In early 1992, Maraven began assessing the economic and tehnical feasibility of drilling a horizontal drainhole to recover remaining reserves.  Reservoir engineers evaluated production histories to identify regions with recoverable oil and later modeled drainhole performance. Geophysicist used three-dimensional (3D) seismic data, having vertical resolution of tens to hundreds of feet, to obtain a big picture of the reservoir and identify prospective sands. Geologist and sedimentologist examined cores and logs, with vertical resolutions on the order of inches to one foot, to identify sands and model their orientation, continuity and distribution. Petrophysicst working with sedimentologist integrated log and core data with drilling records, including bit and mud data, for 33 wells in the area. This provided an understanding of the mechanical stability of the formation, fluid distribution, oil-water contact location, and flagged possible drilling difficulties.

They targeted reservoir VLA-8 in Block 1, bound on the west by the Icotea fault. It contains a region of low dips (2 degree to 10 degree) called El Pilar and a region of high dips (30 degree to 45 degree) called the Attic. Since 1954, VLA-8 has produced 42 million barrels of the estimated 118 million barrels of oil in place. This production reduced reservoir pressure from 3200 psi to 1800 psi at 6700 ft [2040m] in some areas and raised the oil-water contact. 

Water coning has been a problem from the beginning, with the average water cut in the field increasing from 20% in 1960 to 85% by 1991. The influx of water moves hydrocarbons toward the top of traps, creating isolated pockets of oil. Because of the extensive production in the field, normally desirable high permeabiltiy zones had water, whereas low-permeability zones contained oil.

The attic is considered the last opportunity  for development in Block 1. Three-dimensional seismic data, shot in 1990 and covering 235 square km, revealed the structural complexity of the fold and fault systems that bound the reservoir, and also stratigraphic features within the pay sands. The steeply dipping flanks are difficult to image seismically because a mud layer at the bottom of Lake Maracaibo absorbs high-frequency seismic energies.

 Well-tie sections, time slices and 3D cube displays from Schlumberger's Charisma workstation contributed to understanding the structure. Productive sands in the attic are in the C-6 and C-7 horizons, which have each been divided into three intervals-upper, middle and lower. In addition, seismic attribute sections were generated on the workstation and interpreted. Seismic attributes, such as signal phase and polarity, can reveal subtle characteristics of a seismic trace. In this case, instantaneous phase sections were particularly helpful in confirming the continuity of the C-7 structure. But the steep dip of the beds prevented determining an exact location of the C-7 reservoir.

Maraven was especially interested in the massive C-7 sands, 60 to 200 ft thick, products of deltaic and fluvial depositional environments. Target sands appeared to be the C-7 upper and lower interevals, with the initial preference by Maraven for the lower one.

Annotated coordinate records

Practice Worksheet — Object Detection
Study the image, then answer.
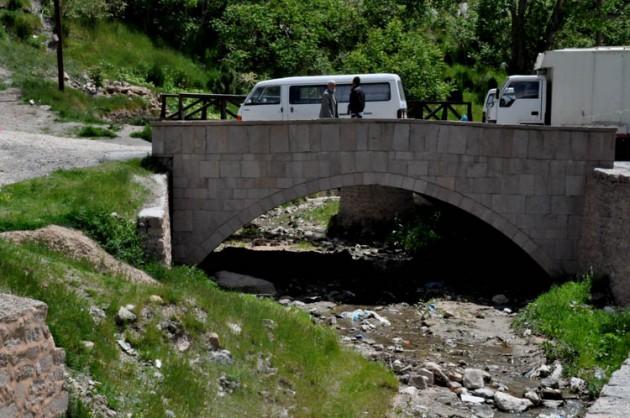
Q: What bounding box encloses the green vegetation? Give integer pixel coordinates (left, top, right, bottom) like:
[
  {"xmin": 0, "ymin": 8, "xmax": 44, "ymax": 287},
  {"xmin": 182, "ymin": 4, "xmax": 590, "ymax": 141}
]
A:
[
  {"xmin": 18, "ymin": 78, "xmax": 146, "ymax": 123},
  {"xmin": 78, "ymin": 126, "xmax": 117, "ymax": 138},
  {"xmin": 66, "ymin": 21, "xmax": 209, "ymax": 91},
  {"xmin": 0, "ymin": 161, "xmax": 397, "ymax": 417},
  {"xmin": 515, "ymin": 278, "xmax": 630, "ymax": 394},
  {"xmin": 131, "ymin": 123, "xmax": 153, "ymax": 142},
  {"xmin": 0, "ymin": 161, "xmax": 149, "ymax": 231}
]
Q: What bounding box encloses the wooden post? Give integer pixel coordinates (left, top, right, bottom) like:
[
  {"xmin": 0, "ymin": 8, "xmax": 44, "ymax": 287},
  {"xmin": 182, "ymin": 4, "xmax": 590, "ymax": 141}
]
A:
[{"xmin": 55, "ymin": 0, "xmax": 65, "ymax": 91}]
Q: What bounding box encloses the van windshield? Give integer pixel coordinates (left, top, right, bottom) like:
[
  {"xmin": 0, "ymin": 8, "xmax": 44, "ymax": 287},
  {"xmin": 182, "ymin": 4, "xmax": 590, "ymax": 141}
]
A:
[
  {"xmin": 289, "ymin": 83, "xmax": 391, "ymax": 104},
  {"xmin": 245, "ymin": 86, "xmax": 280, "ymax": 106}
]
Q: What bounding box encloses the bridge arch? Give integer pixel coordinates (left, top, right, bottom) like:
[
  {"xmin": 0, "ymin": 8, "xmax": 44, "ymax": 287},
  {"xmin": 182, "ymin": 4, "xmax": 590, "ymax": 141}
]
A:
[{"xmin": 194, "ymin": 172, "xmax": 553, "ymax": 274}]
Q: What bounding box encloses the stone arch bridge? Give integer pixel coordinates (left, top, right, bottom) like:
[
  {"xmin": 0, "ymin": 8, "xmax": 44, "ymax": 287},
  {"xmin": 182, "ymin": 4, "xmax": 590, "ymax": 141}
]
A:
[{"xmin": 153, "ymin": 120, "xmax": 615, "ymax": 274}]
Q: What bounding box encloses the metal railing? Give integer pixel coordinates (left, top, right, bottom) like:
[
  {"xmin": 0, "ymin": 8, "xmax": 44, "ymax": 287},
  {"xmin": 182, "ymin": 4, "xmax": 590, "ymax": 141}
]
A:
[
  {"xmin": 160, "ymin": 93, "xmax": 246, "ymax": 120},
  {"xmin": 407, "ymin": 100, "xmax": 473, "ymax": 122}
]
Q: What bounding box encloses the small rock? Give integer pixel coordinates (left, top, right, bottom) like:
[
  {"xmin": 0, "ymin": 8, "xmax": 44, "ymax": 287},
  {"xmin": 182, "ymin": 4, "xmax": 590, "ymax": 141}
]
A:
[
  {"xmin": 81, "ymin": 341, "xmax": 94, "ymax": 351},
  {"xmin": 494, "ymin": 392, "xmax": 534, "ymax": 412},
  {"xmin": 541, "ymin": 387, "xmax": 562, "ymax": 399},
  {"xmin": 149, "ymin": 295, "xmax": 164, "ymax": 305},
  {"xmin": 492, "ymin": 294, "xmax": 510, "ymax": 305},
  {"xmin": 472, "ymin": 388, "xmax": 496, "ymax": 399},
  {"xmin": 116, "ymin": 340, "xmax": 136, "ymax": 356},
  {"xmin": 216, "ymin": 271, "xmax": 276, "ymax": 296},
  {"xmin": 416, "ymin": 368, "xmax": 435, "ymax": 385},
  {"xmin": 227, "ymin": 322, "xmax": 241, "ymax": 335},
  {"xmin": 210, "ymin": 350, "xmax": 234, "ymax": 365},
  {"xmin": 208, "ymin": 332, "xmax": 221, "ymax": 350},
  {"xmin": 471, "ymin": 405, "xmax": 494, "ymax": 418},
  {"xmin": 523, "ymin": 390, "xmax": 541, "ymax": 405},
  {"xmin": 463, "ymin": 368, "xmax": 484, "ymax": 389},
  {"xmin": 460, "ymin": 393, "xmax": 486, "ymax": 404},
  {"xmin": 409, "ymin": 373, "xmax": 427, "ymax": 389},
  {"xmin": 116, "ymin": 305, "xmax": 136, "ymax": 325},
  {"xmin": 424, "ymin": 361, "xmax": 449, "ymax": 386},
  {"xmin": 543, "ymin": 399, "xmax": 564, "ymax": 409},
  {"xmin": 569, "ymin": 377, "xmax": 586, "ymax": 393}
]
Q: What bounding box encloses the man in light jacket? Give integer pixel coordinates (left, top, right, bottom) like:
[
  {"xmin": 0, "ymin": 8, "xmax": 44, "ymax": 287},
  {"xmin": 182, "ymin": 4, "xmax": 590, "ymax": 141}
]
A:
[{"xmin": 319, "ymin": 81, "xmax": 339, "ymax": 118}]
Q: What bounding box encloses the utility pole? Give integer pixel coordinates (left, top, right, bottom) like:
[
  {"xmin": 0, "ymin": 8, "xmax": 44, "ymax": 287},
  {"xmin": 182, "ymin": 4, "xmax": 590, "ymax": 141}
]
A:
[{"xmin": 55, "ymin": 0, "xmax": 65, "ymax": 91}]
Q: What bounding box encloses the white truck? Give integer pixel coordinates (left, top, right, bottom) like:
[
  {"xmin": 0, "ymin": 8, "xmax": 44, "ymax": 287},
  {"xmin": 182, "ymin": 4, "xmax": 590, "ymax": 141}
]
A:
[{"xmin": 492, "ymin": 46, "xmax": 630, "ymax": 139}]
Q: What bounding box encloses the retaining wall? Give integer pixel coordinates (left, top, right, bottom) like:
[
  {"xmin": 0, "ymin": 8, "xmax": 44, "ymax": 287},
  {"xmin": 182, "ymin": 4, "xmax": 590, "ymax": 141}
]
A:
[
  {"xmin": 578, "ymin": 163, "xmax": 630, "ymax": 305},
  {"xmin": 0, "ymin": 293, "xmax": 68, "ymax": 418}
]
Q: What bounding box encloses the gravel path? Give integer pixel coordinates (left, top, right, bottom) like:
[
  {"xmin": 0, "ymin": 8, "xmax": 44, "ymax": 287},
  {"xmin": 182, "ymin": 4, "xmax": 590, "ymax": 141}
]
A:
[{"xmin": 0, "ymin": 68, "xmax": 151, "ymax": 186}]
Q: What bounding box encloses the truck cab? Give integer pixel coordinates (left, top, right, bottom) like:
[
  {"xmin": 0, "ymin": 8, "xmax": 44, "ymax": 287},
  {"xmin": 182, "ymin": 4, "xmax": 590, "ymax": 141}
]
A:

*TASKS TO PERFORM*
A) From the VLA-8 reservoir passage above, write out the stretch from "Water coning has" through "high-frequency seismic energies.".
B) According to the VLA-8 reservoir passage above, how much oil has VLA-8 produced since 1954?

*TASK RESPONSES*
A)
Water coning has been a problem from the beginning, with the average water cut in the field increasing from 20% in 1960 to 85% by 1991. The influx of water moves hydrocarbons toward the top of traps, creating isolated pockets of oil. Because of the extensive production in the field, normally desirable high permeabiltiy zones had water, whereas low-permeability zones contained oil.

The attic is considered the last opportunity  for development in Block 1. Three-dimensional seismic data, shot in 1990 and covering 235 square km, revealed the structural complexity of the fold and fault systems that bound the reservoir, and also stratigraphic features within the pay sands. The steeply dipping flanks are difficult to image seismically because a mud layer at the bottom of Lake Maracaibo absorbs high-frequency seismic energies.

B) 42 million barrels